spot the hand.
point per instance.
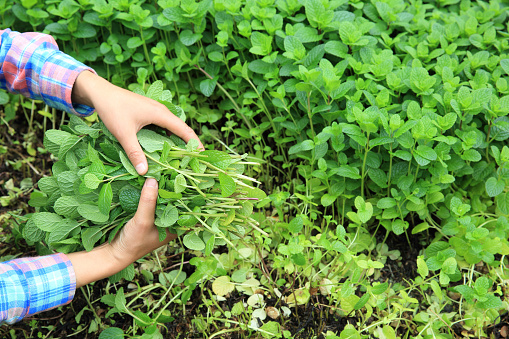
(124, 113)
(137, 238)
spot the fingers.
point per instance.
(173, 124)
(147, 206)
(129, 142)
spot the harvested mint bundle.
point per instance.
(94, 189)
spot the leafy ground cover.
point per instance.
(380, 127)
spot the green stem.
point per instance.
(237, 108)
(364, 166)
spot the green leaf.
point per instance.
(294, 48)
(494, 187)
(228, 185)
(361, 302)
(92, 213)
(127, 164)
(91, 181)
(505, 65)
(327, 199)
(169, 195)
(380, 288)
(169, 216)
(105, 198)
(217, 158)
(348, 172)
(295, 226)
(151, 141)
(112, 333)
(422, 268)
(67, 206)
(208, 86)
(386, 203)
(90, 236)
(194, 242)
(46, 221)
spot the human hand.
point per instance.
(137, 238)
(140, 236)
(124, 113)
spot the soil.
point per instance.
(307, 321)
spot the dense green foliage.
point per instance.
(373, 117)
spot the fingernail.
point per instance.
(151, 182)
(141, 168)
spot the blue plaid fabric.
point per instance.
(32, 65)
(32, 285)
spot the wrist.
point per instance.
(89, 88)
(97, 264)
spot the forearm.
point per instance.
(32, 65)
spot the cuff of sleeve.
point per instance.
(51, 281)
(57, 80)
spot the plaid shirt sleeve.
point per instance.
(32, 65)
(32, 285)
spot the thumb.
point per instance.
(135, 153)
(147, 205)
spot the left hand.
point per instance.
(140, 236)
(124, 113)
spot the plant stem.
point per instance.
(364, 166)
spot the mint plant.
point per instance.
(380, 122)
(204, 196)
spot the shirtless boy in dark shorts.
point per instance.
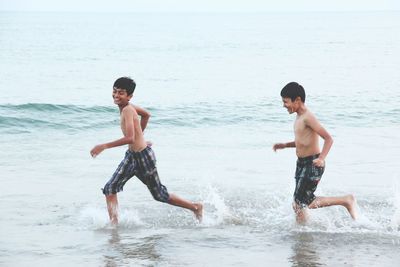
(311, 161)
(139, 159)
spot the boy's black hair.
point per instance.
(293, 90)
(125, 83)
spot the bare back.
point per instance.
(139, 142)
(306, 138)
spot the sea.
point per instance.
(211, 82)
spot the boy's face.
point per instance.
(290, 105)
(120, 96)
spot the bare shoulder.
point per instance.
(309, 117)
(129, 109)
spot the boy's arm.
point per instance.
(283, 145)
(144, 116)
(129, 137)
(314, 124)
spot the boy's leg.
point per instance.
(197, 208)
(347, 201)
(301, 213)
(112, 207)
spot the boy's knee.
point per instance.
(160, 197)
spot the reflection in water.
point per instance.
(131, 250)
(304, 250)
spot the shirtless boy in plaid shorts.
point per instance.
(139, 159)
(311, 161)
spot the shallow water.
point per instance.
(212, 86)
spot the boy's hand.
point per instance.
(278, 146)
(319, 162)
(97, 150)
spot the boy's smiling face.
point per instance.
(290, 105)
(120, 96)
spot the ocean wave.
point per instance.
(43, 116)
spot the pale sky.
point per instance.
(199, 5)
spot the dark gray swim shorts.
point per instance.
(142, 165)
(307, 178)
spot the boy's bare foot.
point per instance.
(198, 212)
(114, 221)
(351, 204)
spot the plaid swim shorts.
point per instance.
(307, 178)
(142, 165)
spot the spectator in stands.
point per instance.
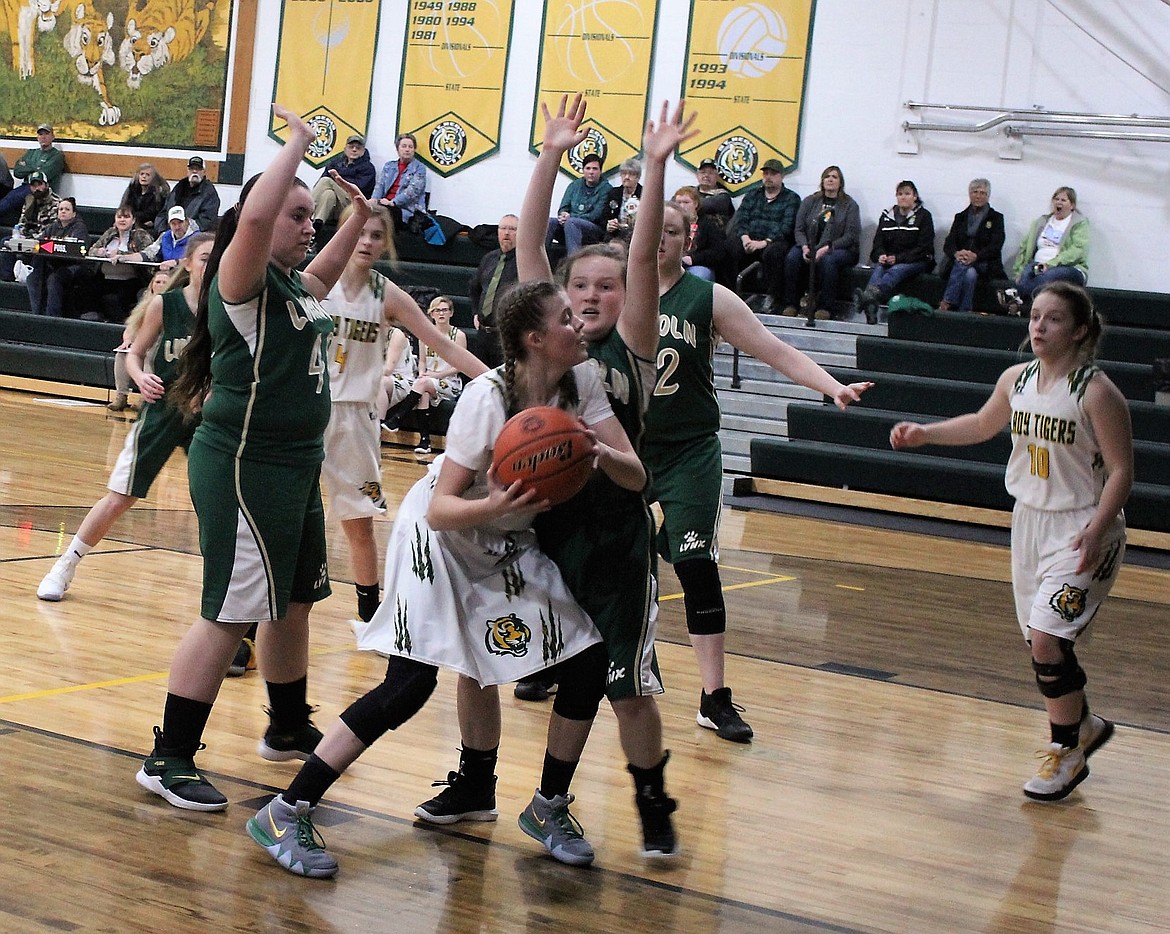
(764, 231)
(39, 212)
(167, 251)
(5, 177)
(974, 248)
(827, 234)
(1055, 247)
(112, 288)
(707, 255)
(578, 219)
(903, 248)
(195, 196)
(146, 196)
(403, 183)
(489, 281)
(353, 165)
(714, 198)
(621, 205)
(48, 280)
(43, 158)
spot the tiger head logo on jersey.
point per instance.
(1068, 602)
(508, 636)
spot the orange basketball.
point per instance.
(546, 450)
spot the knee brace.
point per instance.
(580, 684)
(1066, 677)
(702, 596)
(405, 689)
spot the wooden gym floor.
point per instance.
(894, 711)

▬▬▬▬▬▬▬▬▬▬

WHAT TO DO. Do not include the pictures. Quote only the lines from the line with "spot the shirtless boy in plaid shorts." through the end of the material, both ends included, exactly.

CORRECT RESULT.
spot the shirtless boy in plaid shorts.
point per instance.
(139, 159)
(311, 161)
spot the shallow water.
point per instance.
(212, 86)
spot the boy's hand.
point per instance.
(278, 146)
(319, 162)
(97, 150)
spot the boy's smiling face.
point per instance.
(290, 105)
(120, 96)
spot the ocean wave.
point per instance.
(43, 116)
spot the pale sky.
point per instance.
(199, 5)
spot the dark gray swim shorts.
point per instance.
(142, 165)
(307, 178)
spot the boy's bare foot.
point per instance.
(198, 212)
(114, 221)
(351, 204)
spot the plaid swim shorts.
point per instance.
(307, 178)
(142, 165)
spot the spectator in stands.
point per instance.
(764, 231)
(39, 212)
(167, 251)
(5, 177)
(974, 248)
(827, 234)
(1055, 247)
(112, 288)
(707, 255)
(578, 219)
(903, 248)
(195, 196)
(146, 196)
(403, 183)
(489, 281)
(353, 165)
(714, 198)
(621, 205)
(48, 280)
(43, 158)
spot the tiger head logo on jersey.
point per instance.
(1068, 602)
(508, 636)
spot the orange basketball.
point per instance.
(546, 450)
spot the knee brace.
point per instance.
(580, 684)
(1066, 677)
(702, 596)
(405, 689)
spot the wooden gym floor.
point per instance.
(894, 711)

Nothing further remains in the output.